* begin Entries provided *
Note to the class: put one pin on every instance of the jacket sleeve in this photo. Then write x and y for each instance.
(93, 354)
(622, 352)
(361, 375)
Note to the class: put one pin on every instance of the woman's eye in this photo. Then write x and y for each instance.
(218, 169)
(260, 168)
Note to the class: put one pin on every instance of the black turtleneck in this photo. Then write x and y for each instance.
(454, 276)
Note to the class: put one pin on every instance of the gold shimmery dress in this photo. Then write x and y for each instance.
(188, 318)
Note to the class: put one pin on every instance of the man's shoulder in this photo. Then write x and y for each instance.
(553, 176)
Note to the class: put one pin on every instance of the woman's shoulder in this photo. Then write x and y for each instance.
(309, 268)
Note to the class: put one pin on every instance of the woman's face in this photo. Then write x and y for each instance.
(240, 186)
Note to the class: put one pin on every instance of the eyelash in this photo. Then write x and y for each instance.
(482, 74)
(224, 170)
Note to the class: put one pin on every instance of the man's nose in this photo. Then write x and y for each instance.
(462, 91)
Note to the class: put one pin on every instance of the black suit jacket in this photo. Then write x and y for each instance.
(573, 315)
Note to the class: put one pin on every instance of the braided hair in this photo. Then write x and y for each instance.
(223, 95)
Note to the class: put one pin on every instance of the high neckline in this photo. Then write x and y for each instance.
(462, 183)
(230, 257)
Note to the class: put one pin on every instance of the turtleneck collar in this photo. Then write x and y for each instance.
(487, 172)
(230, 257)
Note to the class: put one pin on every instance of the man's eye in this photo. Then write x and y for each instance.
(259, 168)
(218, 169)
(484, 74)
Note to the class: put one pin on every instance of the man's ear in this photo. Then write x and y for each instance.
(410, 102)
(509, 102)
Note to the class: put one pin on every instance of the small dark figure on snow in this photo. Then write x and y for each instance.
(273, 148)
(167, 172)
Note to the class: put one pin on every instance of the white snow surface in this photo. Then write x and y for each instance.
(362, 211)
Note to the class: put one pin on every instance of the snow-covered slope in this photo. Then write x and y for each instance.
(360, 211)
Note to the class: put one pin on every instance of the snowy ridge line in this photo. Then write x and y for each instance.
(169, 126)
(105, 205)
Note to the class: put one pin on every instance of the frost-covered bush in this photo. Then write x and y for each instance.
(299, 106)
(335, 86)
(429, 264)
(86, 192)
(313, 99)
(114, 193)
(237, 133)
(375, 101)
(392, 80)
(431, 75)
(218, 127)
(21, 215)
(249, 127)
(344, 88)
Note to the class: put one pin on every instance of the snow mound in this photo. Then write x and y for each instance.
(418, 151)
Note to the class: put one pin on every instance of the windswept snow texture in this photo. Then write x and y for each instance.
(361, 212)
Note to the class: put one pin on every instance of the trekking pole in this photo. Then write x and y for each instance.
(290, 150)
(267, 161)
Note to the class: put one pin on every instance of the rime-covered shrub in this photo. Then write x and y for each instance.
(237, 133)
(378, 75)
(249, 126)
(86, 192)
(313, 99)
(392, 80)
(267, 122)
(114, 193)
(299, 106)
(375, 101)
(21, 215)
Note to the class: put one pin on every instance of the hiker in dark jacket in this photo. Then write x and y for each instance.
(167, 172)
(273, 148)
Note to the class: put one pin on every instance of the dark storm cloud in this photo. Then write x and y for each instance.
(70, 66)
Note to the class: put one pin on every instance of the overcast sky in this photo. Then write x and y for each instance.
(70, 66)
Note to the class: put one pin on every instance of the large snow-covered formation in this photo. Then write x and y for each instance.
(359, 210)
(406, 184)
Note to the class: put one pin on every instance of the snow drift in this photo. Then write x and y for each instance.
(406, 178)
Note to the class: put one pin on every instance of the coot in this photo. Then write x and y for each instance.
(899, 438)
* end Entries provided *
§ Task objective
From the line containing "of the small" down to the final line of the data, write out every line exactly; both the first and last of these belong in your answer, and nothing else does.

§ The completed task
Note to the class: put one pin on every instance of the small dark figure on snow in this photo. Then write x and y for each instance.
(273, 148)
(167, 172)
Note to the class: put one pin on every instance of the white snow surface in this photo. Then write x and y for each instance.
(362, 211)
Note to the class: put one pin on every instance of the snow-covered slope in this photo. Then write x and y for each instance.
(360, 211)
Note to the class: put one pin on every instance of the snowy ridge line in this photo. Then write x and y for each instance.
(169, 126)
(105, 205)
Note to the class: put one pin on every instance of the frost-covered bush in this photo. Then write x and y for each instance.
(299, 106)
(335, 86)
(429, 264)
(86, 192)
(313, 99)
(114, 193)
(237, 133)
(375, 101)
(392, 80)
(431, 75)
(218, 127)
(21, 215)
(249, 127)
(344, 88)
Note to the class: put one pin on every instance of the snow mound in this photo. Then write x and y for each instance.
(418, 151)
Note to the class: put one pin on every instance of the windswept snow texture in this photo. Then write x and y for each instance.
(361, 212)
Note to the class: put one pin on every instance of the trekking pole in this photo. Then write x and y for each instance.
(290, 150)
(267, 161)
Note to the class: put one pin on every instance of the rime-covered shrub in this photo. Then write x and y for each instance.
(237, 133)
(378, 75)
(249, 126)
(86, 192)
(313, 99)
(392, 80)
(267, 122)
(114, 193)
(299, 106)
(375, 101)
(21, 215)
Note to the class: put one pin on every instance of the hiker in dark jacket in this photo. Then write x and y for each instance.
(167, 172)
(273, 148)
Note to the class: put one pin on every instance of the dark storm cloud in this photo. Then write x and y for each instance.
(70, 66)
Note to the class: put one pin on every instance of the overcast sky in this photo. Then write x and y for each instance.
(70, 66)
Note to the class: put one pin on every instance of the large snow-covered formation in this photo. Then write x and y for each instance.
(359, 210)
(406, 184)
Note to the class: put one pin on every instance of the snow drift in this photo. Then write x and y for each instance.
(406, 178)
Note to the class: put one pin on every instance of the coot in this photo. Then write x and y for each instance.
(899, 438)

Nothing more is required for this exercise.